## Goals
(1) Answer these questions about the homework post:
(a) At which point does the car come to rest?
(b) What does part (d) of the problem ask for?
(c) What radius does the poster assume for the curved section of road?
(2) In the homework post, write out the stretch from "now for the" through "is this correct?", swapping "angular acceleration" for "rotational acceleration".

--- begin Text passage ---

- #1

stunner5000pt

- 1,461

- 2

## Homework Statement

The mass m car is traveling at v on the straight portion of the road and then its speed is uniformly reduced from A to C, which point it comes to rest. Compute the magnitude and direction of the total friction force F exerted by the road on the car (a) just before it passes point B, (b)

just after it passes point B and (c) just before it stops at point C. (d) What is the minimum

coefficient of static friction required between the tires and the road for the car to be able to complete the turn at B?

**2. The attempt at a solution**

Part a - the force of friction as it approaches B

I thought about doing this in two steps:

If we assume that the force of friction is [itex] F_{f} [/itex] then the linear acceleration in the straight part is [itex] a = \frac{F_{f}}{m} [/itex]

so we can use a kinematic formula to determine the velocity at point B

[tex] v_{B}^2 = v^2 + 2a d [/tex]

then

[tex] v_{B}^2 = v^2 - \frac{2 F_{f}}{m} [/tex]

now for the curved section, assuming the road has radius R, the force stays constant, then we can say that the linear acceleration is the same as above. then the angular acceleration is [itex] \alpha = \frac{-F_{f}}{mr} [/itex]

then we can use the rotational version of the above kinematic formula. the velocity at c is zero

[tex] 0 = \omega_{B}^2 + 2 \left( \frac{-F_{f}}{mr} \right) \left( \frac{\pi}{6} \right) [/tex]

we can solve for Vb from the above equation

[tex] v_{B} = \frac{\pi F_{f}}{3mr^3} [/tex]

and then we can substitute the equation just derived into the other expression for vb found above. But is this correct?

What about the curved section? IN the curved section, does the sum of the components of friction (caused by the tangential and normal components) the same as the friction we just calculated? In that case, isn't the answer for b and c the same?

Thanks for your help and input!

--- end Text passage ---
--- begin Provided material ---

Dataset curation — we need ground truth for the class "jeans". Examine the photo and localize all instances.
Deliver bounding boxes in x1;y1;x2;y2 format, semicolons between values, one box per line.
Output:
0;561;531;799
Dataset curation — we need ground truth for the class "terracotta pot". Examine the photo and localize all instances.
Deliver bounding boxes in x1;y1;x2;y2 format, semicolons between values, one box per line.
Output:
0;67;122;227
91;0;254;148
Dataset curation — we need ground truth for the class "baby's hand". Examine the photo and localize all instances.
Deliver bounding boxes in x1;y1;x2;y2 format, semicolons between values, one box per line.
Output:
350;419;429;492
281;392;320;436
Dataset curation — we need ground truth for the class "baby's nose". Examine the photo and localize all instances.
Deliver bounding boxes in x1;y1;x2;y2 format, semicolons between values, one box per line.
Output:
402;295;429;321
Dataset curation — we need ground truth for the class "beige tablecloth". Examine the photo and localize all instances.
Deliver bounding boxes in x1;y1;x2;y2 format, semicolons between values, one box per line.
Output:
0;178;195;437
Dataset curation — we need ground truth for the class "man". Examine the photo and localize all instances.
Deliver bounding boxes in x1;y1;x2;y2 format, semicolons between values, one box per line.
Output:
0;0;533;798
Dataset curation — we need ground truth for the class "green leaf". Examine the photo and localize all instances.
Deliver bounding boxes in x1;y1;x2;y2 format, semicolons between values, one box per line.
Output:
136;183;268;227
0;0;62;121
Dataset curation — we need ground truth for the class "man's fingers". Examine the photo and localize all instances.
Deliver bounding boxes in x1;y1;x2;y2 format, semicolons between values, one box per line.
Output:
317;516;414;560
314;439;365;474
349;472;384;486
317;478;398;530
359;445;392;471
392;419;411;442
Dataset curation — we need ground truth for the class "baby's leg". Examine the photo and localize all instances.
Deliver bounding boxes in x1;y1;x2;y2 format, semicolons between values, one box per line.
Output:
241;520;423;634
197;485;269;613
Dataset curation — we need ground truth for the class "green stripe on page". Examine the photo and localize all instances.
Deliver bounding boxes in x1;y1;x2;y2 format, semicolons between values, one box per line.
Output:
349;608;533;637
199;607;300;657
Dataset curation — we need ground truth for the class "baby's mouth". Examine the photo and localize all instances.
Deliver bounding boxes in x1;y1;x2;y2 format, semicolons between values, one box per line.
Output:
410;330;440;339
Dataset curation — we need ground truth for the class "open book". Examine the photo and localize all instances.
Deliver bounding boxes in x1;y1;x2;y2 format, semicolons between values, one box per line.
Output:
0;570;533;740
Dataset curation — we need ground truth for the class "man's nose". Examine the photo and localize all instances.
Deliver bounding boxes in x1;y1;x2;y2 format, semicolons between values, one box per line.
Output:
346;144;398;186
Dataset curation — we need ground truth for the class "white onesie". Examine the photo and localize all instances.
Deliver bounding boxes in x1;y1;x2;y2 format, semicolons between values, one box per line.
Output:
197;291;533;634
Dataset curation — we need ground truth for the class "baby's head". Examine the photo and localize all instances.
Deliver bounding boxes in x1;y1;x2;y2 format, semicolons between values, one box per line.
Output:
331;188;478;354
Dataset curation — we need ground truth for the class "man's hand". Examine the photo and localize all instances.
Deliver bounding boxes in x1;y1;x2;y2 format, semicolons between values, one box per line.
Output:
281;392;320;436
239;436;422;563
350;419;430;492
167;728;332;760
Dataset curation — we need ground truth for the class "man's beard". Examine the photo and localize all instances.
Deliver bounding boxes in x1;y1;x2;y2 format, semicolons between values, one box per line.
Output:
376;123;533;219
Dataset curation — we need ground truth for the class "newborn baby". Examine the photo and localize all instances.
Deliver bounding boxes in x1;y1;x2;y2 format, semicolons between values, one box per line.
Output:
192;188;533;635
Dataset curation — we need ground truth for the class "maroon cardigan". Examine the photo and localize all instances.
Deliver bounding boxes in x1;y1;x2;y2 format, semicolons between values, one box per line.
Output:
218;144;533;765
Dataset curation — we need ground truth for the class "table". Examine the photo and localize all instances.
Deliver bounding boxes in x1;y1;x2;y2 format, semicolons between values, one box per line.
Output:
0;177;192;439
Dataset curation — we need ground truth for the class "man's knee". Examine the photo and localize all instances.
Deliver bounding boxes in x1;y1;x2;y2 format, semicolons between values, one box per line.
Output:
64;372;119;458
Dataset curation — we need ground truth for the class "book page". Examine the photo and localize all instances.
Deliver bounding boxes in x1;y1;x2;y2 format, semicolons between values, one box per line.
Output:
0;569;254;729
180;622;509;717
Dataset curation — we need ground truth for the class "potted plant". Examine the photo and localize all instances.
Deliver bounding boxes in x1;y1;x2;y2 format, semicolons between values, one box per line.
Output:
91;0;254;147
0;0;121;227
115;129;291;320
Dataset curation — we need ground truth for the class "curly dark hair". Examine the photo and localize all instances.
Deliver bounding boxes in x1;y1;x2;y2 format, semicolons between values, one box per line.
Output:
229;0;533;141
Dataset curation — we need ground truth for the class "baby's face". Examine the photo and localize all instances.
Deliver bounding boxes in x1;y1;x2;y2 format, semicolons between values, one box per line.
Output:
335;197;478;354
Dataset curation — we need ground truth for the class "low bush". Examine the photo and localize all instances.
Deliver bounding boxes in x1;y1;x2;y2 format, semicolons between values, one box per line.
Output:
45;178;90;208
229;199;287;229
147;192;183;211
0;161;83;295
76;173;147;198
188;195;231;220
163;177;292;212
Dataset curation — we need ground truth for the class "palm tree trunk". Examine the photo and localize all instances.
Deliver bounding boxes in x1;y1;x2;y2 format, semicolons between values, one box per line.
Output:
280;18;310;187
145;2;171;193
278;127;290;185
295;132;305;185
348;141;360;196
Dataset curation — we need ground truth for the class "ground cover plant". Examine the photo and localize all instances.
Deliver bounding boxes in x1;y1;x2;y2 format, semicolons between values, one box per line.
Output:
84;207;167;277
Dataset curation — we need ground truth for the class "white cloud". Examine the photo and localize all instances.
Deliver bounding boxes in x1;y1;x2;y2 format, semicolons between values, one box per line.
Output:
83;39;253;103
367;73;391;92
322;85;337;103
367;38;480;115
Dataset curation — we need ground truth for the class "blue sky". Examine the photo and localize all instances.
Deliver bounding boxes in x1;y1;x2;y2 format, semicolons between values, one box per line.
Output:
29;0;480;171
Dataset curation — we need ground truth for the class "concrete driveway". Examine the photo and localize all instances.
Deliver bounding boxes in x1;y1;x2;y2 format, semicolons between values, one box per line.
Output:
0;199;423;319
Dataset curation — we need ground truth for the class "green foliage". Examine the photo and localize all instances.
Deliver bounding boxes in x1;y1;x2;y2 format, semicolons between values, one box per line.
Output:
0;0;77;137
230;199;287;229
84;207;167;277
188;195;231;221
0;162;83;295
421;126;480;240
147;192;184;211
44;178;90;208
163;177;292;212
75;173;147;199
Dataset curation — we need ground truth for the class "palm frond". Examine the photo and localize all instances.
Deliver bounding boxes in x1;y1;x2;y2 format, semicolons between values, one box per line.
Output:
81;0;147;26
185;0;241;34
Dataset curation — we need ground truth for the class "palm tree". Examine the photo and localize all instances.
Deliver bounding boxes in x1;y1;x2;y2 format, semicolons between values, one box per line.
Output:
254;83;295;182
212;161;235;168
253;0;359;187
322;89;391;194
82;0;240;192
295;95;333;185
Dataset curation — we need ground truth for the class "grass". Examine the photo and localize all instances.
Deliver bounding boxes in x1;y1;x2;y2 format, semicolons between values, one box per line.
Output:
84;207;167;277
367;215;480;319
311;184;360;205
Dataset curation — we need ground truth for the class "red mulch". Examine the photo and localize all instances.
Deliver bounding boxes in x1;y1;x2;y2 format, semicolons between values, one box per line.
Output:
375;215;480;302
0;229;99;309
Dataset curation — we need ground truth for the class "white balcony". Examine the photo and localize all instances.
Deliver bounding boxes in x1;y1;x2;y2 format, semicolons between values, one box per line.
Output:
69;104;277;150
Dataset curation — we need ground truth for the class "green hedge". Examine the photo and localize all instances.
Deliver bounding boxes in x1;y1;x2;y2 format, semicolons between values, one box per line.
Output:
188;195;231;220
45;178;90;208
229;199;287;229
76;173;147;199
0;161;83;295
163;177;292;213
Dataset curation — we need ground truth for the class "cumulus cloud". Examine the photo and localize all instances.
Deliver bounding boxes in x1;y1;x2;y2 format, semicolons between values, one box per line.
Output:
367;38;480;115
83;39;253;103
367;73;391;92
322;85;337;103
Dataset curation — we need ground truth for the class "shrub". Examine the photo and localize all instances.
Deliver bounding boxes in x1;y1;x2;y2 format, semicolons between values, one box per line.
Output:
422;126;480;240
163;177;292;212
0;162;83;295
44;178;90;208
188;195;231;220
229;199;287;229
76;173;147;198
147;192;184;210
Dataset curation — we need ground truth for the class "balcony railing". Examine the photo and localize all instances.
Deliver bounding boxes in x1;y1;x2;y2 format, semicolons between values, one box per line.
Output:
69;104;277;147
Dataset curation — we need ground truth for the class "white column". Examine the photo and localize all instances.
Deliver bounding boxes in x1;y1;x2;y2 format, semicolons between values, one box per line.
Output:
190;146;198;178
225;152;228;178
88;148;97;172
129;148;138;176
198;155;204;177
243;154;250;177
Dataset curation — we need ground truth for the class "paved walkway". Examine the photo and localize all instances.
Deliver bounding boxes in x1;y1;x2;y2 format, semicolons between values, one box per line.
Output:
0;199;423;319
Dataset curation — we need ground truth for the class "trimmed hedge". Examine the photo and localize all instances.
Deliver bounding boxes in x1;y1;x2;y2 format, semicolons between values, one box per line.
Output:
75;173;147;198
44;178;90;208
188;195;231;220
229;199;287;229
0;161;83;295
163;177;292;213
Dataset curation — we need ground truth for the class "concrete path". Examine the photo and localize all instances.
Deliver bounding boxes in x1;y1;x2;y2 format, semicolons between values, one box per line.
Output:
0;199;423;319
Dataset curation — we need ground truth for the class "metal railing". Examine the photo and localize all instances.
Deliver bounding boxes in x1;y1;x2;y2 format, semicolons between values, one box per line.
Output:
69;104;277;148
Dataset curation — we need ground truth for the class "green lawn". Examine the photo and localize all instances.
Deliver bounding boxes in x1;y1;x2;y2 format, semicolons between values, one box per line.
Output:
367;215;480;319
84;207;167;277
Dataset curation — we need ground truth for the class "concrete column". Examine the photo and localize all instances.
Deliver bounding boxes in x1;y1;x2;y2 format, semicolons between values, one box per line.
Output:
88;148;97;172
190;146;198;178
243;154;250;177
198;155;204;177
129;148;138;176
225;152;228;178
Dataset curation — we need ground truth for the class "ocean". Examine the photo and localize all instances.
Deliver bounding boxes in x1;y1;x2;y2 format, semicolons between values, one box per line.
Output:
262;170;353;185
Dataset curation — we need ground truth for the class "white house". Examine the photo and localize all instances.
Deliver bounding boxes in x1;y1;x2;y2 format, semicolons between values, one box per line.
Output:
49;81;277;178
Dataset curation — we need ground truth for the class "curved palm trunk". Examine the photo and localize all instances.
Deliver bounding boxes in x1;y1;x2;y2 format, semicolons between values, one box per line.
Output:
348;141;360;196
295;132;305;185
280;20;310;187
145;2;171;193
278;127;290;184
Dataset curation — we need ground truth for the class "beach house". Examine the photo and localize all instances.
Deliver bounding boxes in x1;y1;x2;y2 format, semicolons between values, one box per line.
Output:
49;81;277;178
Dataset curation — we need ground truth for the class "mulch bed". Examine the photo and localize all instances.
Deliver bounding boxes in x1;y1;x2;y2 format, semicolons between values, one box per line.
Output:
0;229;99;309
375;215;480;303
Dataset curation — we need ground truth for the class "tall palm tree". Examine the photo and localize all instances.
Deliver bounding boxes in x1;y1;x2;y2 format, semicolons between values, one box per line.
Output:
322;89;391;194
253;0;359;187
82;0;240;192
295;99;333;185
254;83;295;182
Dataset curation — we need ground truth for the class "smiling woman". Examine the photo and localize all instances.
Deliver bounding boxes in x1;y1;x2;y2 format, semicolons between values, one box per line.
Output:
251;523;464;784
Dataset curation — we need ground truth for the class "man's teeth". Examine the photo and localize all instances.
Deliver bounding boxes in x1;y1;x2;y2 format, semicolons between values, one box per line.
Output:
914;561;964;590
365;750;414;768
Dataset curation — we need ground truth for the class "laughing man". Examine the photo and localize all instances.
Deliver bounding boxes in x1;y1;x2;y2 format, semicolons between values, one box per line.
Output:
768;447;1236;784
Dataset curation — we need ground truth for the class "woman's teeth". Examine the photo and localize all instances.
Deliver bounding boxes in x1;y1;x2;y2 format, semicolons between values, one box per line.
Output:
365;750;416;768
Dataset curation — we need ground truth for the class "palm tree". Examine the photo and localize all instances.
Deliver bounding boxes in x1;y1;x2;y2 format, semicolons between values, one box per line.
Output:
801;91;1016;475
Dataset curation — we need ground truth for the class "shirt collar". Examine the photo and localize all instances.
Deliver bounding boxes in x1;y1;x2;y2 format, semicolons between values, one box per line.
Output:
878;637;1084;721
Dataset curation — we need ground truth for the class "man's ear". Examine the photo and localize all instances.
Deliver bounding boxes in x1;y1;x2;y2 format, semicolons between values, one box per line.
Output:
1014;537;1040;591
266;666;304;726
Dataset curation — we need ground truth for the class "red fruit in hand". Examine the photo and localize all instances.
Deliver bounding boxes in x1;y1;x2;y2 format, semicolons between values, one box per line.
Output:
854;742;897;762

--- end Provided material ---

## Solutions
(1)
(a) Point C.
(b) The minimum coefficient of static friction needed between the tires and the road for the car to complete the turn at B.
(c) R.

(2)
now for the curved section, assuming the road has radius R, the force stays constant, then we can say that the linear acceleration is the same as above. then the rotational acceleration is [itex] \alpha = \frac{-F_{f}}{mr} [/itex]

then we can use the rotational version of the above kinematic formula. the velocity at c is zero

[tex] 0 = \omega_{B}^2 + 2 \left( \frac{-F_{f}}{mr} \right) \left( \frac{\pi}{6} \right) [/tex]

we can solve for Vb from the above equation

[tex] v_{B} = \frac{\pi F_{f}}{3mr^3} [/tex]

and then we can substitute the equation just derived into the other expression for vb found above. But is this correct?